• What is needed: Return the data below line for line, with no changes.

#####

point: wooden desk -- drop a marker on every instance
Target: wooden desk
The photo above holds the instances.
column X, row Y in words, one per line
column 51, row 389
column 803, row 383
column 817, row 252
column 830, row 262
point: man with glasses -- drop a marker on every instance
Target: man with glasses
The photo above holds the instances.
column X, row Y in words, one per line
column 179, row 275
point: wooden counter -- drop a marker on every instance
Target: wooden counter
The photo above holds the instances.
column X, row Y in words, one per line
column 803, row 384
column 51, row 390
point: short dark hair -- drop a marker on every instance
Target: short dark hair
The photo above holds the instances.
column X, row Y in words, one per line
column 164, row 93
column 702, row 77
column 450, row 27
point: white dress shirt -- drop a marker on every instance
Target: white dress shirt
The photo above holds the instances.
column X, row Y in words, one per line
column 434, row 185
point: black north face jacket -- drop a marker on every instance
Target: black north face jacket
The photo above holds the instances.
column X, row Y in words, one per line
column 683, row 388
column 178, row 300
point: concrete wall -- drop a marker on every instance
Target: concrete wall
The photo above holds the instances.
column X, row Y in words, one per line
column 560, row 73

#####

• Answer to the exercise:
point: wooden desk -- drop a marker on every instance
Target: wooden desk
The photo above holds the instances.
column X, row Y in words, one per line
column 51, row 389
column 803, row 383
column 817, row 252
column 830, row 262
point: man with glasses -- drop a marker on every instance
Target: man with glasses
The photo above holds the instances.
column X, row Y in words, one per line
column 179, row 275
point: wooden counter -- drop a marker on every instance
Target: wooden counter
The photo above holds the instances.
column X, row Y in words, one per line
column 803, row 384
column 51, row 390
point: short dark hair -- drop a marker on every instance
Target: short dark hair
The photo above holds the instances.
column X, row Y in words, one per line
column 164, row 93
column 702, row 77
column 450, row 27
point: white dress shirt -- drop a marker on every instance
Target: white dress shirt
The photo above holds the instances.
column X, row Y in words, one per line
column 434, row 185
point: black north face jacket -- drop a marker on every instance
Target: black north face jacket
The photo above holds the instances.
column X, row Y in words, one per line
column 683, row 388
column 178, row 300
point: concrete wall -- drop a marker on every instance
Target: concrete wall
The photo above holds the instances.
column X, row Y in words, one per line
column 560, row 73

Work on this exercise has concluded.